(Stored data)
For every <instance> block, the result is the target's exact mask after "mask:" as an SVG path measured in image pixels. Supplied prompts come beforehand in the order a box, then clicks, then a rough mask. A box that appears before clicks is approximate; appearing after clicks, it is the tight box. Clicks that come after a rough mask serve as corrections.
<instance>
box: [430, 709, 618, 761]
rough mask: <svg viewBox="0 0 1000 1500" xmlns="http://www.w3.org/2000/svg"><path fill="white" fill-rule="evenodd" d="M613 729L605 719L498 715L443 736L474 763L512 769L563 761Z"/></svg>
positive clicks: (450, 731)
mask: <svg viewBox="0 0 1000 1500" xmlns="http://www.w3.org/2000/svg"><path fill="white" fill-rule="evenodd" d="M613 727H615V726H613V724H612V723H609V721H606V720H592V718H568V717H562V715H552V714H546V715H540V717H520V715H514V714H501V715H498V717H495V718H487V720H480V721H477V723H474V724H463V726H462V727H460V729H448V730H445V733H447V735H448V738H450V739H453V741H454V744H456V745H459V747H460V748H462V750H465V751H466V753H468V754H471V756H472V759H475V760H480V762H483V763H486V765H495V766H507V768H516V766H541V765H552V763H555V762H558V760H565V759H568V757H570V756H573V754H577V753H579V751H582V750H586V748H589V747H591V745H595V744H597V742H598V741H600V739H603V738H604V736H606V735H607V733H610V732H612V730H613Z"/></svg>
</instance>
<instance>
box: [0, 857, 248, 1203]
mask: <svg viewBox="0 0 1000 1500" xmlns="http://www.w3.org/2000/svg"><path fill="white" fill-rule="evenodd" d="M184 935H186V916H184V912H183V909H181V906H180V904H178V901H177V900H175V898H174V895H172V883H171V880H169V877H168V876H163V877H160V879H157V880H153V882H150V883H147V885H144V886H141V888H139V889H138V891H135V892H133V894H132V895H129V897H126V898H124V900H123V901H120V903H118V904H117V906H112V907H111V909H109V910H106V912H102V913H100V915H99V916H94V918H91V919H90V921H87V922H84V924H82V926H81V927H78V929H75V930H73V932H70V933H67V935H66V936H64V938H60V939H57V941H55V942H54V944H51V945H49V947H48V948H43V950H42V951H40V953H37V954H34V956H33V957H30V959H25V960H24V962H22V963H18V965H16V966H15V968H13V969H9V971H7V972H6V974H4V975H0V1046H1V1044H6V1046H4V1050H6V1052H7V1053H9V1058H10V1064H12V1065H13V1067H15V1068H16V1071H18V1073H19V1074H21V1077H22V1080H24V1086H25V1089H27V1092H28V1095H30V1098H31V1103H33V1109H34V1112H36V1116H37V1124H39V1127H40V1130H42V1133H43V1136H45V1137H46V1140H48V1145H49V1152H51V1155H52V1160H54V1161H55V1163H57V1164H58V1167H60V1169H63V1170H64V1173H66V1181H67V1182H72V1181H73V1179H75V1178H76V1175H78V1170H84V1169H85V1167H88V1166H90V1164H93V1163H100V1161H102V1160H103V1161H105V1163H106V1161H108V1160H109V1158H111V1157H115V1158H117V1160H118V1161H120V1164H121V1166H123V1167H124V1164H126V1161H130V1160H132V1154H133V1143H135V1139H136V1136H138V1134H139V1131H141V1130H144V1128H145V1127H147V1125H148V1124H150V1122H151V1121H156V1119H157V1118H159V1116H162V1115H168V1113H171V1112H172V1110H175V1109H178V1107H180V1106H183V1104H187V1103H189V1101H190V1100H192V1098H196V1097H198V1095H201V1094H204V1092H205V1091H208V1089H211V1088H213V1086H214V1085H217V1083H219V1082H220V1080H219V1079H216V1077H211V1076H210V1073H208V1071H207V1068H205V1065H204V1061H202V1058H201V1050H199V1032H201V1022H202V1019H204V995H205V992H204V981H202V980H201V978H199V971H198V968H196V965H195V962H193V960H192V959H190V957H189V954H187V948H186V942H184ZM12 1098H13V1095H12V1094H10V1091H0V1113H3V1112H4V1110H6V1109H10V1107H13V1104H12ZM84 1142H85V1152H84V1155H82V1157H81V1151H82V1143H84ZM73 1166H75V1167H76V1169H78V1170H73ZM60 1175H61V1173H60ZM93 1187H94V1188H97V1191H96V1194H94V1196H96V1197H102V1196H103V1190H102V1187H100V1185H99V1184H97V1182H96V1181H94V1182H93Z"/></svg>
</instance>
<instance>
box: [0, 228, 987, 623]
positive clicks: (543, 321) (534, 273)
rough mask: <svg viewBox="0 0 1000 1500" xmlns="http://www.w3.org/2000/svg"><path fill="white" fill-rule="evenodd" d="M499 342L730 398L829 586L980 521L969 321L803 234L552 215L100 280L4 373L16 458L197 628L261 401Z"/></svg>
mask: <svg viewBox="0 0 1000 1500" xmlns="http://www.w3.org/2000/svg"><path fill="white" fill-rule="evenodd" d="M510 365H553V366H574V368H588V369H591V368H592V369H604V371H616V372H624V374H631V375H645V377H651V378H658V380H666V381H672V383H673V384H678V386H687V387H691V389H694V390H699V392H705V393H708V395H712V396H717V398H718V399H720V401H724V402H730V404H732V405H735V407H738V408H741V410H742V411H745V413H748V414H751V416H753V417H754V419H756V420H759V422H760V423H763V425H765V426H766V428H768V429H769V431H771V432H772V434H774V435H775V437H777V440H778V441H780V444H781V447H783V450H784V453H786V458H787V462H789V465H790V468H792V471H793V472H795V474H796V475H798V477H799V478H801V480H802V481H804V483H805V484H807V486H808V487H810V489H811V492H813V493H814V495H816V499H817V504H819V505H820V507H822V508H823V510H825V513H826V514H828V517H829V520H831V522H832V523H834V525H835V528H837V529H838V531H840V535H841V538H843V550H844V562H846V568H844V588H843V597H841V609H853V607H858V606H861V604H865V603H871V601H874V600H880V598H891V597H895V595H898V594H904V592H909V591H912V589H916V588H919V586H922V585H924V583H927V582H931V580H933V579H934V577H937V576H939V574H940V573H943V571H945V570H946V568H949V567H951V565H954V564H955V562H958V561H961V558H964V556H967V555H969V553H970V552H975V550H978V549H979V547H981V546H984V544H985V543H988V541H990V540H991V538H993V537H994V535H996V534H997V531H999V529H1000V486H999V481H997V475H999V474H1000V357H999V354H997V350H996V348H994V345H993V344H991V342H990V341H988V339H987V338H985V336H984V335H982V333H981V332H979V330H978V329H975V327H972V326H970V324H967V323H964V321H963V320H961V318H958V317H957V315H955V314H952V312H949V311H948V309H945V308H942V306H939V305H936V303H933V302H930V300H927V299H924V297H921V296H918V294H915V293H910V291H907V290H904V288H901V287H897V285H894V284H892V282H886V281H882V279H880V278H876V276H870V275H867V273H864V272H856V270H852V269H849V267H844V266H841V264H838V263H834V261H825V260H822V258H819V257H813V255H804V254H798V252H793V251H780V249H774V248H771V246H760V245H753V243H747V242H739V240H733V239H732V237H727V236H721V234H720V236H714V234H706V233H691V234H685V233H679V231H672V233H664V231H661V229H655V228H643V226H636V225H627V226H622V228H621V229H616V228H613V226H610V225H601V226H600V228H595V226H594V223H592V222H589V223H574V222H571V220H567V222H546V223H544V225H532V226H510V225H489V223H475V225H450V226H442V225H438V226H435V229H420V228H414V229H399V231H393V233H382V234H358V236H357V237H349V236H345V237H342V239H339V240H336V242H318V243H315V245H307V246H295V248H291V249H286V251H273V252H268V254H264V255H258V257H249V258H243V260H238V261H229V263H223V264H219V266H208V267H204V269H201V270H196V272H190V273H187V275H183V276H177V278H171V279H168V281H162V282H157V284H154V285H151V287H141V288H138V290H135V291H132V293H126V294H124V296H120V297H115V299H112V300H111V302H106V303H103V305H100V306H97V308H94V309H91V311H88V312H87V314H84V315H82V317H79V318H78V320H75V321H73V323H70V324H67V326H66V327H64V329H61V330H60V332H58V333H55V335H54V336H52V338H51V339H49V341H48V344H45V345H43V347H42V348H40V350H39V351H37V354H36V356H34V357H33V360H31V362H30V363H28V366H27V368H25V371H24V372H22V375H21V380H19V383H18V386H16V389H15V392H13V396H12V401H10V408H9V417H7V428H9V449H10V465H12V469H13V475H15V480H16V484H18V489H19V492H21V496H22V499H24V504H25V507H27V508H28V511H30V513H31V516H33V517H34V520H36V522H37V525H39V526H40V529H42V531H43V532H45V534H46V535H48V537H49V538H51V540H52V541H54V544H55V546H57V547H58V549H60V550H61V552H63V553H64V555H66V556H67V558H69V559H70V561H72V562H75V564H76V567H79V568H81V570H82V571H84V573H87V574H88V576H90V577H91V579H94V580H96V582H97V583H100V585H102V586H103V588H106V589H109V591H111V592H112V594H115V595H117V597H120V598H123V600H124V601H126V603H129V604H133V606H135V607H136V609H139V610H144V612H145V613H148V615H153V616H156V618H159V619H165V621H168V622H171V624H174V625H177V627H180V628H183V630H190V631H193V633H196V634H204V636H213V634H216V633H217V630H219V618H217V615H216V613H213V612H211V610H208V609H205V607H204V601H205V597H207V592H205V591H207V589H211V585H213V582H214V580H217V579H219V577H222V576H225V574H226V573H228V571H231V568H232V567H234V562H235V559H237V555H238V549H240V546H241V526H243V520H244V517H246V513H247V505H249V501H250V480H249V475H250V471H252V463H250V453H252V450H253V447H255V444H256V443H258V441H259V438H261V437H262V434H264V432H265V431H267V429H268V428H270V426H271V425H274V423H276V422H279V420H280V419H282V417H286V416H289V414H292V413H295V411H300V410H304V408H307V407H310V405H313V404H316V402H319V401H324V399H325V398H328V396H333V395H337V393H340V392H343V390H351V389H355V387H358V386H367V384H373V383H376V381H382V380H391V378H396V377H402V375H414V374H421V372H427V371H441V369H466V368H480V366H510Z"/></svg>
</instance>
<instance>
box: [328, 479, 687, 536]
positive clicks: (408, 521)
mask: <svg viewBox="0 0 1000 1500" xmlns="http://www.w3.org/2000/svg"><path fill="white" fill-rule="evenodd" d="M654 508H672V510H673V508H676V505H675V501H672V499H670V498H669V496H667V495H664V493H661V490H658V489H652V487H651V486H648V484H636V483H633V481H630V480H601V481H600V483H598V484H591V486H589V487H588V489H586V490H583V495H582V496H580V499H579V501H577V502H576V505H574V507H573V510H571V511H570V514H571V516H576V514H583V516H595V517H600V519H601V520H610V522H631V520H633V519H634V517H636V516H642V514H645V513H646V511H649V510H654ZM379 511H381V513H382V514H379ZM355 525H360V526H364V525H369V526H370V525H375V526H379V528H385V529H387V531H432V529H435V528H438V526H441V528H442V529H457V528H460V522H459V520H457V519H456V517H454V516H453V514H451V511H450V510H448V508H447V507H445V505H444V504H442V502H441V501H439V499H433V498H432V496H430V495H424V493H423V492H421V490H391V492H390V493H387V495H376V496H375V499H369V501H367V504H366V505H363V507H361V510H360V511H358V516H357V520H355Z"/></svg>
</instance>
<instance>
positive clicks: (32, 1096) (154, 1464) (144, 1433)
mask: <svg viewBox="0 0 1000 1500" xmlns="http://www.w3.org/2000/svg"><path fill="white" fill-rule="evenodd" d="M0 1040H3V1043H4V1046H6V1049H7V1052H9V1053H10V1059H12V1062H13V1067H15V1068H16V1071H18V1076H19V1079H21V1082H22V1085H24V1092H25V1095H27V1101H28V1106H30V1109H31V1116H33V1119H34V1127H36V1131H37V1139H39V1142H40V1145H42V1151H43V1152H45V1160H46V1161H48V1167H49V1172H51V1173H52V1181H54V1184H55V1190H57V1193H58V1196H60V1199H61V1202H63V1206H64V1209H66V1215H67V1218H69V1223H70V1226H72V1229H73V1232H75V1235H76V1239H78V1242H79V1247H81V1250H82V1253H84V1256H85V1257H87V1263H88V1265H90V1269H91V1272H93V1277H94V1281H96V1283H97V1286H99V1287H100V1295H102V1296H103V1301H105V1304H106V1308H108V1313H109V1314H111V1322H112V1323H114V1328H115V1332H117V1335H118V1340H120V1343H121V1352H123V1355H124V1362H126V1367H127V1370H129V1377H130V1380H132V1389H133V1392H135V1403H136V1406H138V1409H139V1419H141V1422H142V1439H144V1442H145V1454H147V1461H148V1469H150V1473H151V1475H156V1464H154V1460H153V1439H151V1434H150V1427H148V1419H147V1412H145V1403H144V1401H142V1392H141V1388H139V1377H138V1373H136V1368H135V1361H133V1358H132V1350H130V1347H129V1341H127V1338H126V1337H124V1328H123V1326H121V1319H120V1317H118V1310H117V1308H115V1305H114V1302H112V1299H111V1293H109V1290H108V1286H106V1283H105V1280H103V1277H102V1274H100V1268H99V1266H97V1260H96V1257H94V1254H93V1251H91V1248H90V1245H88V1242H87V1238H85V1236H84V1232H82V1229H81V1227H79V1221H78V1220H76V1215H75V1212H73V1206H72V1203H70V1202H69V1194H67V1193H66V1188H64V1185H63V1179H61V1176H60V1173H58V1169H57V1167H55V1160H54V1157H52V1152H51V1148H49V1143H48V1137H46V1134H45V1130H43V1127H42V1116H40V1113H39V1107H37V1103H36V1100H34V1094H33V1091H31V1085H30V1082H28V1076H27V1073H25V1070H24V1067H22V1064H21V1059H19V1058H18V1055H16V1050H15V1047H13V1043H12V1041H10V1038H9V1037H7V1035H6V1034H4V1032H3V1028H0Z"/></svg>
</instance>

WHAT IS EXPECTED: Rewrite the material from its start through the line containing "box: [0, 857, 248, 1203]", substituting "coarse mask" for "rough mask" and keeping everything else unchanged.

REPLY TO THE EXERCISE:
For every <instance> block, the result is the target's exact mask after "mask:" as an SVG path measured in image pixels. Supplied prompts come beforehand in the order a box, then clicks, then a coarse mask. A box that appears before clicks is approximate; appearing after clicks, it is the tight box. Clicks that come after a coarse mask serve as corrections.
<instance>
box: [430, 709, 618, 761]
coarse mask: <svg viewBox="0 0 1000 1500" xmlns="http://www.w3.org/2000/svg"><path fill="white" fill-rule="evenodd" d="M613 729L605 719L498 715L443 736L474 763L512 769L563 761Z"/></svg>
positive clicks: (450, 731)
mask: <svg viewBox="0 0 1000 1500" xmlns="http://www.w3.org/2000/svg"><path fill="white" fill-rule="evenodd" d="M613 727H615V726H613V724H612V723H609V721H606V720H592V718H568V717H562V715H552V714H546V715H540V717H520V715H514V714H501V715H498V717H495V718H487V720H480V721H477V723H474V724H463V726H462V727H460V729H448V730H445V733H447V735H448V738H450V739H453V741H454V744H456V745H459V747H460V748H462V750H465V751H466V753H468V754H471V756H472V759H475V760H480V762H483V763H486V765H495V766H507V768H516V766H541V765H552V763H555V762H558V760H565V759H568V757H570V756H573V754H577V753H579V751H582V750H586V748H589V747H591V745H595V744H597V742H598V741H600V739H603V738H604V736H606V735H607V733H610V732H612V730H613Z"/></svg>
</instance>
<instance>
box: [0, 857, 248, 1203]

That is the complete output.